### [課題 a]
記録のうち、「target: spectator in stands」を含む行から「188 136 L 190」を含む行までを、両端の行も含めて一字一句変えずに書き写してください。

### [引用文]
毛利元就物語其の一(1497年〜1517年)

☆毛利元就の誕生☆

明応6年(1497年)3月14日に毛利元就は生まれる。
父は安芸国人領主で吉田郡山城主の毛利弘元、
母は福原広俊の娘で、毛利元就の幼名を松寿丸と言った。
現在の広島県の安芸高田市で、広島県中央北に位置する。
また、毛利元就の生誕地は郡山城や、
母の実家の居城・鈴尾(福原)城など諸説あるがはっきりとしない。
しかし、現在は鈴尾城に誕生之地として石碑が建てられており、
郡山城の場所は確認できていない為、鈴尾城とみられている。
当時の毛利家の領土は3000貫といわれ、
15000石〜25000石ぐらいといわれているほど少ないものだった。

☆多治比の猿掛城へ☆

明応9年(1500年)に毛利弘元は嫡男の毛利興元に家督を譲る。
毛利弘元は毛利元就と共に多治比猿掛城に移るが、当時まだ33歳だった。
そして毛利興元はまだ8歳で幼名の幸千代丸と名乗っている段階であった。
当然、毛利元就も幼名の松寿丸を名乗っており、4歳であった。
何故、毛利弘元は何故早く隠居してしまったのか?これも諸説あるが、
毛利弘元の父・毛利豊元が毛利弘元が9歳の時に死去していることから、
自分が生きているうちにしっかり基盤固めをしておきたかったとか、
毛利弘元は病弱だったことを理由に挙げる説、
大内氏と細川氏の大きな勢力に挟まれたことで、
毛利家当主の責任をあいまいにして難を逃れようとしたからという説。
毛利家の重臣・坂広秋、坂広明との意見対立などがあげられている。
坂氏とは代々毛利家の執権をつとめており、
毛利家の内部の家政の実権などはすべて坂氏一族が持っていた。
また、毛利家当主も短命に終わった当主が続いており、
坂氏の権力が強く、毛利弘元がすべてを命令できない背景があったようだ。
毛利家当主としての実権を握られ、さらには西の大内、東の細川、
といった情勢の中で病弱という毛利弘元。
さらには吉田郡山城の北東にあり凄く近い甲立五龍城の宍戸氏と、
激しい戦いをしており、毛利家の存続の為には和睦が必要としている。
その為この隠居の際に、嫡男・毛利興元には強く言ったようだが、
この後も、甲立五龍城主の宍戸元源と戦い続け決着はつかずに終わる。
結局はっきりわかることは、毛利弘元は大変苦労していたということだが、
何はともあれ、毛利弘元は毛利元就(松寿丸)と共に、
多治比猿掛城(300貫)に移り、75貫を毛利元就(松寿丸)に譲るのである。

☆毛利元就の孤独☆

こうして、父の毛利弘元と母と共に猿掛城に暮らしたが、
母が文亀元年(1501年)に亡くなると、

父の毛利弘元も永正三年(1506年)に死去。
父の毛利弘元の死因は酒害でわずか39歳で死亡と伝えられている。

### [課題 b]
毛利元就に関する文章の「そして毛利興元はまだ8歳で幼名の幸千代丸と名乗っている段階であった。」から「毛利家当主の責任をあいまいにして難を逃れようとしたからという説。」までを、「病弱」を「虚弱」に入れ替えたうえで記してください。

### [演習資料]
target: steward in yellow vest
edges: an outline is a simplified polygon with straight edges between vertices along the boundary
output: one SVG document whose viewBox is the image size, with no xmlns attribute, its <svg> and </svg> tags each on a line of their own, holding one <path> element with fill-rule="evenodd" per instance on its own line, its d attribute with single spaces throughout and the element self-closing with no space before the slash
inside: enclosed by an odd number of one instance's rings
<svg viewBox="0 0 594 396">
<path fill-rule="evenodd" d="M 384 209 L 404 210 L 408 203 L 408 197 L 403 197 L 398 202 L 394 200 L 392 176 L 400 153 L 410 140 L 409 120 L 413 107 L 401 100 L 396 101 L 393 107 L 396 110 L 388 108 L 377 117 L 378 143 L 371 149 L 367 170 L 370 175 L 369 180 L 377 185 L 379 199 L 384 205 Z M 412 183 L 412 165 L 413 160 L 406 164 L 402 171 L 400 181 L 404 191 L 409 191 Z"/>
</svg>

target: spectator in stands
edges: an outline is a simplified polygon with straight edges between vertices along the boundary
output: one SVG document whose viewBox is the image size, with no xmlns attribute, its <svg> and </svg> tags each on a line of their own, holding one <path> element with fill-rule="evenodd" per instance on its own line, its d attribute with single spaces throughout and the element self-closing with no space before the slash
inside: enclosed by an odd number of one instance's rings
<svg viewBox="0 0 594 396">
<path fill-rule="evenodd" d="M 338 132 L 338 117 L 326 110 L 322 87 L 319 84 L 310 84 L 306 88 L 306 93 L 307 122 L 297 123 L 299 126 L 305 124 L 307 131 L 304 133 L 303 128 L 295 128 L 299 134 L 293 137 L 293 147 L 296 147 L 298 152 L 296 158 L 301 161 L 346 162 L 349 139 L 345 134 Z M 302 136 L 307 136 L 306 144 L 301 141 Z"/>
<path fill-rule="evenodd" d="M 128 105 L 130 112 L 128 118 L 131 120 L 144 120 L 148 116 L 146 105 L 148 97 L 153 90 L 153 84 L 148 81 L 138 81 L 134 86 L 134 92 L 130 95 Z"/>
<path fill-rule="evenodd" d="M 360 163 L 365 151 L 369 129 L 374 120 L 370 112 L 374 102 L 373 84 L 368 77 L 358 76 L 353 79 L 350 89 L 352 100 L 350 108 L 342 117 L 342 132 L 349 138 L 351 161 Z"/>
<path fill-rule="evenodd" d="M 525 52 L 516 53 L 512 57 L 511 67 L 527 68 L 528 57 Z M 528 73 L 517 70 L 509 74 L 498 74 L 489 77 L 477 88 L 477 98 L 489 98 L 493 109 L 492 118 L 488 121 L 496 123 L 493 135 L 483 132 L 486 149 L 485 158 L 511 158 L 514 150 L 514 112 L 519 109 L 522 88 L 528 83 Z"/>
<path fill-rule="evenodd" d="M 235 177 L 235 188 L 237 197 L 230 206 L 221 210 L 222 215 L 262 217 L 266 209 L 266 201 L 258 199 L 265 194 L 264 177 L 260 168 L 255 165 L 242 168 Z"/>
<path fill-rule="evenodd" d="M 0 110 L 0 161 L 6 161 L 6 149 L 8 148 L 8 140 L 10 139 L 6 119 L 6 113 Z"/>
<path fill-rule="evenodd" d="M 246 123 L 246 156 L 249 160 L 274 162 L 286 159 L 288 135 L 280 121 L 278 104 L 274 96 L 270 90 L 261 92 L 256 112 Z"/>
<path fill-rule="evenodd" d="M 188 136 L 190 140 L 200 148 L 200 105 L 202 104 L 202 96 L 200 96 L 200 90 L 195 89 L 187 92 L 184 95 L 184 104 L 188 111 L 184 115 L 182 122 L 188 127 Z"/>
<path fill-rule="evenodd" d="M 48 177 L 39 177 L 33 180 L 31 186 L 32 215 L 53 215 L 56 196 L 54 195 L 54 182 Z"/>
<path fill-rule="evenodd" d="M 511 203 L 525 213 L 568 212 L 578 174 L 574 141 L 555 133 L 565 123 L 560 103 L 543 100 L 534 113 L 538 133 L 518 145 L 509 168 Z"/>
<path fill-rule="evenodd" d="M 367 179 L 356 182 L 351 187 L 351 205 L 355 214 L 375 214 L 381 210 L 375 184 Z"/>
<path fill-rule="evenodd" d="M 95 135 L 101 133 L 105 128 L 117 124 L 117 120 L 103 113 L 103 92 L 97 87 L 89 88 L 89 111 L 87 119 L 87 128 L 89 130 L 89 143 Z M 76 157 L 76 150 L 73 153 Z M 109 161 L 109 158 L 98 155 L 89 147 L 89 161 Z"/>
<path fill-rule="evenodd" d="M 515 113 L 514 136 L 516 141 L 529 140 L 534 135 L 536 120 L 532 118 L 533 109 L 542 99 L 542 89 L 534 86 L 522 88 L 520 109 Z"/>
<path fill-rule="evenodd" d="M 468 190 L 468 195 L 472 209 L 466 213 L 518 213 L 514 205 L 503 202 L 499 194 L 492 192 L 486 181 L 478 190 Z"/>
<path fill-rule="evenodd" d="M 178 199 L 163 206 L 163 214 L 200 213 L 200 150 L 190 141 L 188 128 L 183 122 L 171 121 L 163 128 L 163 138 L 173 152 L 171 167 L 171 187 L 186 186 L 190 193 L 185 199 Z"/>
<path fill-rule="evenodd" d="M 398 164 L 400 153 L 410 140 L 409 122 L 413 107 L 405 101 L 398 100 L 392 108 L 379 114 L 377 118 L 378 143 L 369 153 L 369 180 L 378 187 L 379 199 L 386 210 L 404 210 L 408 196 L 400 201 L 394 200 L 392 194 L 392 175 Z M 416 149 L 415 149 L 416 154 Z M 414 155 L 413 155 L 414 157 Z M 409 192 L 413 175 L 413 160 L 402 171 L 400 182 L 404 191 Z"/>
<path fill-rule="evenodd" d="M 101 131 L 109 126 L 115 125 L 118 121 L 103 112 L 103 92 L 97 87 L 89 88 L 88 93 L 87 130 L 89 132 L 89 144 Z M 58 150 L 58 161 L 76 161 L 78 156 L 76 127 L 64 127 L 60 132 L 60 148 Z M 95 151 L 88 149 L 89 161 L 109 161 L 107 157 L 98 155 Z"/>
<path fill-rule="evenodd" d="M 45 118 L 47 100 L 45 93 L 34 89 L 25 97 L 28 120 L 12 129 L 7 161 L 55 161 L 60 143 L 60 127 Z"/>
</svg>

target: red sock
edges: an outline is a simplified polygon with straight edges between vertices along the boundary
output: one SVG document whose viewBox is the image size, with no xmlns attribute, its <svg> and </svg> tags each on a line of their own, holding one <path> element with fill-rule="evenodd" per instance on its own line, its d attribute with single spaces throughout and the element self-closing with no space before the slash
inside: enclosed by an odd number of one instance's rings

### [最終結果 a]
target: spectator in stands
edges: an outline is a simplified polygon with straight edges between vertices along the boundary
output: one SVG document whose viewBox is the image size, with no xmlns attribute, its <svg> and </svg> tags each on a line of their own, holding one <path> element with fill-rule="evenodd" per instance on its own line, its d attribute with single spaces throughout and the element self-closing with no space before the slash
inside: enclosed by an odd number of one instance's rings
<svg viewBox="0 0 594 396">
<path fill-rule="evenodd" d="M 338 132 L 338 117 L 326 110 L 322 87 L 319 84 L 310 84 L 306 88 L 306 93 L 307 122 L 297 123 L 299 126 L 305 124 L 307 131 L 304 133 L 303 128 L 295 128 L 299 134 L 293 137 L 293 147 L 296 147 L 298 152 L 296 158 L 301 161 L 346 162 L 349 139 L 345 134 Z M 302 136 L 307 136 L 306 144 L 301 141 Z"/>
<path fill-rule="evenodd" d="M 128 105 L 130 112 L 128 118 L 131 120 L 144 120 L 148 116 L 146 105 L 148 97 L 153 90 L 153 84 L 148 81 L 138 81 L 134 86 L 134 92 L 130 95 Z"/>
<path fill-rule="evenodd" d="M 360 163 L 365 151 L 369 129 L 374 120 L 370 112 L 374 102 L 373 84 L 368 77 L 358 76 L 353 79 L 350 89 L 352 100 L 350 108 L 342 117 L 342 132 L 349 138 L 351 161 Z"/>
<path fill-rule="evenodd" d="M 525 52 L 516 53 L 512 57 L 511 67 L 527 68 L 528 57 Z M 528 73 L 517 70 L 509 74 L 498 74 L 489 77 L 477 88 L 477 98 L 489 98 L 493 109 L 492 118 L 488 121 L 496 123 L 493 135 L 483 132 L 486 149 L 485 158 L 511 158 L 514 150 L 514 112 L 519 109 L 522 88 L 528 83 Z"/>
<path fill-rule="evenodd" d="M 235 177 L 235 188 L 237 197 L 230 206 L 221 210 L 222 215 L 262 217 L 266 209 L 266 201 L 258 199 L 265 194 L 264 177 L 260 168 L 255 165 L 242 168 Z"/>
<path fill-rule="evenodd" d="M 0 110 L 0 161 L 6 161 L 6 149 L 8 148 L 8 140 L 10 139 L 6 119 L 6 113 Z"/>
<path fill-rule="evenodd" d="M 246 123 L 246 156 L 249 160 L 274 162 L 286 159 L 288 135 L 280 121 L 278 104 L 274 96 L 270 90 L 261 92 L 256 112 Z"/>
<path fill-rule="evenodd" d="M 188 136 L 190 140 L 200 148 L 200 105 L 202 104 L 202 96 L 200 96 L 200 90 L 195 89 L 187 92 L 184 95 L 184 104 L 188 111 L 184 115 L 182 122 L 188 127 Z"/>

### [最終結果 b]
そして毛利興元はまだ8歳で幼名の幸千代丸と名乗っている段階であった。
当然、毛利元就も幼名の松寿丸を名乗っており、4歳であった。
何故、毛利弘元は何故早く隠居してしまったのか?これも諸説あるが、
毛利弘元の父・毛利豊元が毛利弘元が9歳の時に死去していることから、
自分が生きているうちにしっかり基盤固めをしておきたかったとか、
毛利弘元は虚弱だったことを理由に挙げる説、
大内氏と細川氏の大きな勢力に挟まれたことで、
毛利家当主の責任をあいまいにして難を逃れようとしたからという説。